• TRY IT: Copy the portion of the passage on hydrogen between "Ninety per cent" and "and amino acids.", inclusive, substituting "Petroleum fuels" for "Fossil fuels".

• TEXT PASSAGE:
──────────────────────────────

What is Hydrogen?


     Hydrogen is a naturally occurring gas that is amazingly light. Hydrogen is, in fact, the lightest gas ever found. Hydrogen has no color, no smell and no taste. The hydrogen atom is so simple and small, it is hard to believe that hydrogen is the most important and abundant substance in the universe. Hydrogen atoms are the building blocks of other atoms.


The Hydrogen Atom

      Hydrogen was the first element ever discovered and put on the periodic table (the periodic symbol H).  The hydrogen atom has only one electron circling the nucleus. Hydrogen is the simplest element as it has only one nucleus, one shell and one electron (See Fig. 3).




Where is Hydrogen?

      Ninety per cent of all of the universe’s atoms are hydrogen. The Sun, all of the stars and large planets are made of hydrogen combined with other gases (mostly Helium). Hydrogen is the fuel that makes stars burn. The earth is not made mostly of hydrogen because the earth is small (less gravity) and hydrogen is light, so the hydrogen that was here, has mostly escaped the gravitational pull of Earth.

     On Earth, hydrogen can be found in many places. Hydrogen combines with oxygen to form water, which is essential for life on earth. Water makes up three quarters of the earth’s surface (See Fig. 4). Three quarters of our bodies are made of water. Fossil fuels are made of hydrocarbons, a combination of hydrogen and carbon.  Other hydrogen compounds are proteins, cellulose, sugars and amino acids.


Hydrogen Reactions

     Hydrogen is one of the most reactive substances in the world. The small size and mass of hydrogen makes hydrogen easily mixable with other atoms. A very little amount of hydrogen will cause a reaction. Hydrogen has a gap in its shell because it has only one electron. Hydrogen becomes a charged ion, making it unstable. Therefore, hydrogen combines with other atoms easily.

──────────────────────────────

• DATA FOR REVIEW:
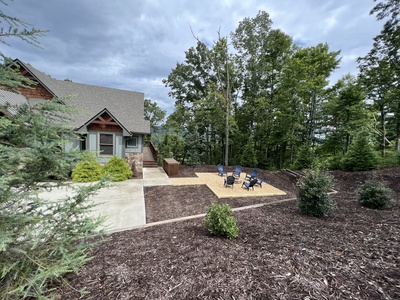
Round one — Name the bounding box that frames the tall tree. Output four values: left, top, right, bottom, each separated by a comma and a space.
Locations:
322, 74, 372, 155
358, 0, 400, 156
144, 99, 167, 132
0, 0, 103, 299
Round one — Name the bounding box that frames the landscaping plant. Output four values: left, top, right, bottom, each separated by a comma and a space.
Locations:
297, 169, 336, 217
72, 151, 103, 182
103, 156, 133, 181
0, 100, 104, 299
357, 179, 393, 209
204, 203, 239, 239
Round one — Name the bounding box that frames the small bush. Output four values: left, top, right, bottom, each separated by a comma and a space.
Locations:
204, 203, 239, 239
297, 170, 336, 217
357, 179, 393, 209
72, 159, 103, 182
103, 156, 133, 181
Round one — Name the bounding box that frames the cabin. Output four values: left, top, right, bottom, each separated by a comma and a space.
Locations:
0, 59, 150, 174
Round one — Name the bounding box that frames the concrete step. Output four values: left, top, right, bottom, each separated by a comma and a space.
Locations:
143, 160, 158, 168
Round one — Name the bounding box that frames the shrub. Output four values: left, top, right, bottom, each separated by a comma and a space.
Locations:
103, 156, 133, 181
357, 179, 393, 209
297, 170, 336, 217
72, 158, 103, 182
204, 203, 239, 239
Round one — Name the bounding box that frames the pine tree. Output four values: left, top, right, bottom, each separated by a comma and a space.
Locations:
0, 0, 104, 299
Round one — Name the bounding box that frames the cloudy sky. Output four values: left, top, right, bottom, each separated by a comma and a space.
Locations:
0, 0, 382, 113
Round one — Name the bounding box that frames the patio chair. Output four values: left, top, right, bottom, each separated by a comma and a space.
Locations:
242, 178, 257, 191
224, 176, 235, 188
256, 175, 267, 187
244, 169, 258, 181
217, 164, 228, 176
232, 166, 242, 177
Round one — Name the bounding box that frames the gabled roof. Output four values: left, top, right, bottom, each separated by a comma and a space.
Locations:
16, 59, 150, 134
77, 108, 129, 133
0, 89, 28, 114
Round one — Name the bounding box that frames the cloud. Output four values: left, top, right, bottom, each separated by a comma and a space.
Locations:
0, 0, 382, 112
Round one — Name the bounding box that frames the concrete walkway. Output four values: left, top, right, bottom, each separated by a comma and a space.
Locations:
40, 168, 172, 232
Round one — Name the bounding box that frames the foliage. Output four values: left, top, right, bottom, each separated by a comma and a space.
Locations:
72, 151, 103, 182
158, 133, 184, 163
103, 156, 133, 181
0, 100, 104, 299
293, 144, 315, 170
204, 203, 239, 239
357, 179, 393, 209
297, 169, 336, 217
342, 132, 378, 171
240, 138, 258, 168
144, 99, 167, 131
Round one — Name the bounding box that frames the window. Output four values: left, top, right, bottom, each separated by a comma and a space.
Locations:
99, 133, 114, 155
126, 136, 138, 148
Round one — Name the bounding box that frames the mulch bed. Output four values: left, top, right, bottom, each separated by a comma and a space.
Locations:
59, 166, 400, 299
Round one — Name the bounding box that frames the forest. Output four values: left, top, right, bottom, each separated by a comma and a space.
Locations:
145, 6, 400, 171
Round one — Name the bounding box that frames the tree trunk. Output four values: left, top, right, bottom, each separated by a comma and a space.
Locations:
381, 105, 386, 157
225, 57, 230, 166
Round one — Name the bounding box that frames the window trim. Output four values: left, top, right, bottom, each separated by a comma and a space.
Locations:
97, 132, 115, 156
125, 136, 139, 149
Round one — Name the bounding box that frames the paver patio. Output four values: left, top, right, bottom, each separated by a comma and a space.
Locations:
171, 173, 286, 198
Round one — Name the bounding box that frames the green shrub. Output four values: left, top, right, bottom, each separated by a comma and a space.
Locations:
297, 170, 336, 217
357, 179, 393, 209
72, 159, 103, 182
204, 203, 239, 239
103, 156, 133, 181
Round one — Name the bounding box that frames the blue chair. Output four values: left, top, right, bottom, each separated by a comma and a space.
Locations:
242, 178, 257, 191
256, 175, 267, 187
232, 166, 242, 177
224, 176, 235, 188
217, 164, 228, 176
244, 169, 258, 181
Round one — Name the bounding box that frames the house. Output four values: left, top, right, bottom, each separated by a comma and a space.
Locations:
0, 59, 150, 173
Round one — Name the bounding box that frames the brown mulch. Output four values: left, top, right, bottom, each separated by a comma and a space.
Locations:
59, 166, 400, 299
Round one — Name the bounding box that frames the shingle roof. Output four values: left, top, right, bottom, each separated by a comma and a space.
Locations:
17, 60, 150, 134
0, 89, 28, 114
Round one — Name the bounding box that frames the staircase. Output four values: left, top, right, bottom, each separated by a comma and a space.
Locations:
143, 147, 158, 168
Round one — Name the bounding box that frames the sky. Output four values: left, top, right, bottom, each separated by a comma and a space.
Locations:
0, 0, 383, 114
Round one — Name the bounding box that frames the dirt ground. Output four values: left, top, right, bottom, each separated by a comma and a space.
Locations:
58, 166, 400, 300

──────────────────────────────

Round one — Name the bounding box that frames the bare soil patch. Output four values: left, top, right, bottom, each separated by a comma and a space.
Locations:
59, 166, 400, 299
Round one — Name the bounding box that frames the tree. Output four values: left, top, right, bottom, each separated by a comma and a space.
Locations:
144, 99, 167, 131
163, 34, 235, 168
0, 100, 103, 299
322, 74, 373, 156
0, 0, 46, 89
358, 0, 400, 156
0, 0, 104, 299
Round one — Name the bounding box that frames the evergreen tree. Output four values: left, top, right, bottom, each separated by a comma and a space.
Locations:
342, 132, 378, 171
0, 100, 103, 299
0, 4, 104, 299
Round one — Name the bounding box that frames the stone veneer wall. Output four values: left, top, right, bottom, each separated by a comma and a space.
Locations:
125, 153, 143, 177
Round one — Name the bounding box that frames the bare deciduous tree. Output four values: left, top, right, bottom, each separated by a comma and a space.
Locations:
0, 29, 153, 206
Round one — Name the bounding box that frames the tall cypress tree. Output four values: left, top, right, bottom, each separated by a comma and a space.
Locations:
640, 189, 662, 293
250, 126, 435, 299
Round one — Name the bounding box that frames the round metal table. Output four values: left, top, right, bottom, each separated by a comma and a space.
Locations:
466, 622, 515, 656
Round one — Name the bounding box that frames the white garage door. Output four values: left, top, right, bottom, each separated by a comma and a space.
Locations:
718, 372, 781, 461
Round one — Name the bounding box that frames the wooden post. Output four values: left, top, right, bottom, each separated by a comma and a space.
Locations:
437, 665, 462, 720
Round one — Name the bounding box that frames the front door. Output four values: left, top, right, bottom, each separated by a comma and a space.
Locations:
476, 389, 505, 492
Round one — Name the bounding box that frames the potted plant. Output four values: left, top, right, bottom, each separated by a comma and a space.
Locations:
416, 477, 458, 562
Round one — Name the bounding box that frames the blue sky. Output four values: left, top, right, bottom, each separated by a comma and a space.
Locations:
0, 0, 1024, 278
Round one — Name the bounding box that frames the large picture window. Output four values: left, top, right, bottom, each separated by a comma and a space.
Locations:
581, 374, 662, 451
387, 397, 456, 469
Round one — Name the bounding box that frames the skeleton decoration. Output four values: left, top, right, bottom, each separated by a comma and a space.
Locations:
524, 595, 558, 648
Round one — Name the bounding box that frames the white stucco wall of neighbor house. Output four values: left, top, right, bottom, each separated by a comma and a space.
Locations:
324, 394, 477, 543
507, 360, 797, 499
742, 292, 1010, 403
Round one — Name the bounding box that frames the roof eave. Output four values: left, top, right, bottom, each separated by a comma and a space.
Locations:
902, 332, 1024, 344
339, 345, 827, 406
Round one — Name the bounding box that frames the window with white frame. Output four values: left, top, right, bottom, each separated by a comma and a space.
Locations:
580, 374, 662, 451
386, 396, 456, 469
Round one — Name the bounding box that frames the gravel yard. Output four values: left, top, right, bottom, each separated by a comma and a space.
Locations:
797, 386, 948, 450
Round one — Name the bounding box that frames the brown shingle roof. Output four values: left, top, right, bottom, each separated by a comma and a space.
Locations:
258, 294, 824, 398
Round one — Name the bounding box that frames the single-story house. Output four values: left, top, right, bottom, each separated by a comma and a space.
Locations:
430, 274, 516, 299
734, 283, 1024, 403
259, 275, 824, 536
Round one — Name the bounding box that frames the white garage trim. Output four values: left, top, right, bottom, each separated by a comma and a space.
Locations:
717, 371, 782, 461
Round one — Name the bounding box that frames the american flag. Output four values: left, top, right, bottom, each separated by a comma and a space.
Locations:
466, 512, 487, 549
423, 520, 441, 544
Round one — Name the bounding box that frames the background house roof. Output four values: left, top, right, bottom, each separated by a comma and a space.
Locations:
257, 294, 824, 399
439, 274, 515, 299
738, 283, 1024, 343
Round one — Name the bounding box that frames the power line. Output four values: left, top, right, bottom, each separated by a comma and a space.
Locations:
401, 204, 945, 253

──────────────────────────────

• WRITTEN SOLUTION:
Ninety per cent of all of the universe’s atoms are hydrogen. The Sun, all of the stars and large planets are made of hydrogen combined with other gases (mostly Helium). Hydrogen is the fuel that makes stars burn. The earth is not made mostly of hydrogen because the earth is small (less gravity) and hydrogen is light, so the hydrogen that was here, has mostly escaped the gravitational pull of Earth.

     On Earth, hydrogen can be found in many places. Hydrogen combines with oxygen to form water, which is essential for life on earth. Water makes up three quarters of the earth’s surface (See Fig. 4). Three quarters of our bodies are made of water. Petroleum fuels are made of hydrocarbons, a combination of hydrogen and carbon.  Other hydrogen compounds are proteins, cellulose, sugars and amino acids.